| CONSIGNA |
Reproduce los registros desde la línea que contiene "Find the street sign" hasta la que contiene "88 232 108 445", ambas incluidas, sustituyendo "drainpipe" por "downspout" y dejando todo lo demás igual.

| DATOS PROPORCIONADOS |
..........

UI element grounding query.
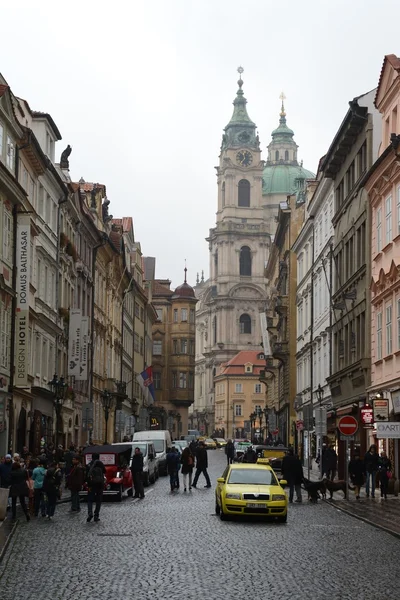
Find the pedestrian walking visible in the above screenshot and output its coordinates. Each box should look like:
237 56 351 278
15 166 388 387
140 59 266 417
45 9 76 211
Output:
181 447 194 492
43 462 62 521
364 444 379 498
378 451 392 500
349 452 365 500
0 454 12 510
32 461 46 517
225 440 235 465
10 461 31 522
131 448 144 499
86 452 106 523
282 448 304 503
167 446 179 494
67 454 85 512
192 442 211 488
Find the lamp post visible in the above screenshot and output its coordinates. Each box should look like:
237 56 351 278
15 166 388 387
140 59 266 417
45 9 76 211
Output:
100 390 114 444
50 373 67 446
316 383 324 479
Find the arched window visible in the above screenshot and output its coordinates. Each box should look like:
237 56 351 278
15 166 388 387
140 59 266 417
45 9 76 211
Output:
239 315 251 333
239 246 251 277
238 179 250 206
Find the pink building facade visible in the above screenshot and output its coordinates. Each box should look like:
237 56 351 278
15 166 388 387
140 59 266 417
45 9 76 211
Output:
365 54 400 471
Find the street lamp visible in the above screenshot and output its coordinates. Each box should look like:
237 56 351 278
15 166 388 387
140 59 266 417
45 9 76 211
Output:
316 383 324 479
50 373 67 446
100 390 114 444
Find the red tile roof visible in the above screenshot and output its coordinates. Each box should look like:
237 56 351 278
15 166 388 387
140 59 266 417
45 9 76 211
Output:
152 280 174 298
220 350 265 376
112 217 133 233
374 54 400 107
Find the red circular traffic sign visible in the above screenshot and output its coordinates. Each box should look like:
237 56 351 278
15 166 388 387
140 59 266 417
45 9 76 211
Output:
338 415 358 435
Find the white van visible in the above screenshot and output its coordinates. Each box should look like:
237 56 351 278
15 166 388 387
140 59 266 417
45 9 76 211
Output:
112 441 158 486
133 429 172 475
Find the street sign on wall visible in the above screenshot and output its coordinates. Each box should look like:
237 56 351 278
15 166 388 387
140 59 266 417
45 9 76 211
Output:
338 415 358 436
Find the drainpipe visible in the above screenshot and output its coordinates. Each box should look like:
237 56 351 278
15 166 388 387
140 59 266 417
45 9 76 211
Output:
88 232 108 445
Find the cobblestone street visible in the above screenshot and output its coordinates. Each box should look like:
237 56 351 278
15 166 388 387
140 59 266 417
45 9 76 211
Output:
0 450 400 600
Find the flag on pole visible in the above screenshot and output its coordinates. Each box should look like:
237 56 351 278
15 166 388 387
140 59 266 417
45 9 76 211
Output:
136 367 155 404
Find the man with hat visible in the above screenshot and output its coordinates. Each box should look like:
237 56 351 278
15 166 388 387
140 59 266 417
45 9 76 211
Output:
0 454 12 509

..........

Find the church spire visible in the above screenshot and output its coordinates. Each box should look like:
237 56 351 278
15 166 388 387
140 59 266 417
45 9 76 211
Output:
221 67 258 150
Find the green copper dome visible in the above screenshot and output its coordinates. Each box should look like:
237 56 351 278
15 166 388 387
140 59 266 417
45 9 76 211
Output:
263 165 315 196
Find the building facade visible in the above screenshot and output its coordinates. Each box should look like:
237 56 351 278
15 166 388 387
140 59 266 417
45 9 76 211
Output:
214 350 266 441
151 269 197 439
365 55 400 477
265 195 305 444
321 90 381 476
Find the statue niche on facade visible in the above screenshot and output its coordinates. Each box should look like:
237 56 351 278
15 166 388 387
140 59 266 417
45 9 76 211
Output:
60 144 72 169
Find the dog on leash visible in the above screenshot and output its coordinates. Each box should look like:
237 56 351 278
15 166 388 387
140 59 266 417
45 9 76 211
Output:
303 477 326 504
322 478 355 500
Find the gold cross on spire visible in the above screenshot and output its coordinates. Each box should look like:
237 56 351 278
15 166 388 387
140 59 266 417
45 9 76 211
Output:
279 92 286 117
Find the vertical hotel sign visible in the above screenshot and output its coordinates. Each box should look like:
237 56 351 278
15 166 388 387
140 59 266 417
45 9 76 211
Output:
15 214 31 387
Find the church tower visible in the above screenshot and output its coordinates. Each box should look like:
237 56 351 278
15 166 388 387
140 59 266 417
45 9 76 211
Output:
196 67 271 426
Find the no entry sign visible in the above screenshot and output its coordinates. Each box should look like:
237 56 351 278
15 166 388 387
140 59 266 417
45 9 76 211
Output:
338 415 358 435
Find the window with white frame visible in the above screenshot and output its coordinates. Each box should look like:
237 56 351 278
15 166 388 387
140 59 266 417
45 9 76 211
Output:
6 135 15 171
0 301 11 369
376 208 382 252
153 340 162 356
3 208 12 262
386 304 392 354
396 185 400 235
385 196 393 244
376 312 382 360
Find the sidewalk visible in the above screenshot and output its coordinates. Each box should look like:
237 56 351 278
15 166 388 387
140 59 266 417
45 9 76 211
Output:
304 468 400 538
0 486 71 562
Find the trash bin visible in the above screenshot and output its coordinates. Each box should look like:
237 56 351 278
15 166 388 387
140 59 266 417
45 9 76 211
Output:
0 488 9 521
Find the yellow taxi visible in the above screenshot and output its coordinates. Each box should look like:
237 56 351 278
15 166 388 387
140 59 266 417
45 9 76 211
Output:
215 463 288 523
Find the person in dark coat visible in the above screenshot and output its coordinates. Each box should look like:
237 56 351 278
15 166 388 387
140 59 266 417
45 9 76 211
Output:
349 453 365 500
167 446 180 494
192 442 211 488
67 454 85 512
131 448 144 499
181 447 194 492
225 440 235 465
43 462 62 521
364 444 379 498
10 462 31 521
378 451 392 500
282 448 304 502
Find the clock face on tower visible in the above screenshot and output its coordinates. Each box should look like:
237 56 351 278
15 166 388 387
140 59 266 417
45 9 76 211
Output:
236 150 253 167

..........

| SALIDA CORRECTA |
Find the street sign on wall visible in the above screenshot and output its coordinates. Each box should look like:
237 56 351 278
15 166 388 387
140 59 266 417
45 9 76 211
Output:
338 415 358 436
Find the downspout visible in the above screenshot and output its coordinates. Each box should look like:
237 56 351 278
15 166 388 387
140 59 266 417
45 9 76 211
Output:
88 232 108 445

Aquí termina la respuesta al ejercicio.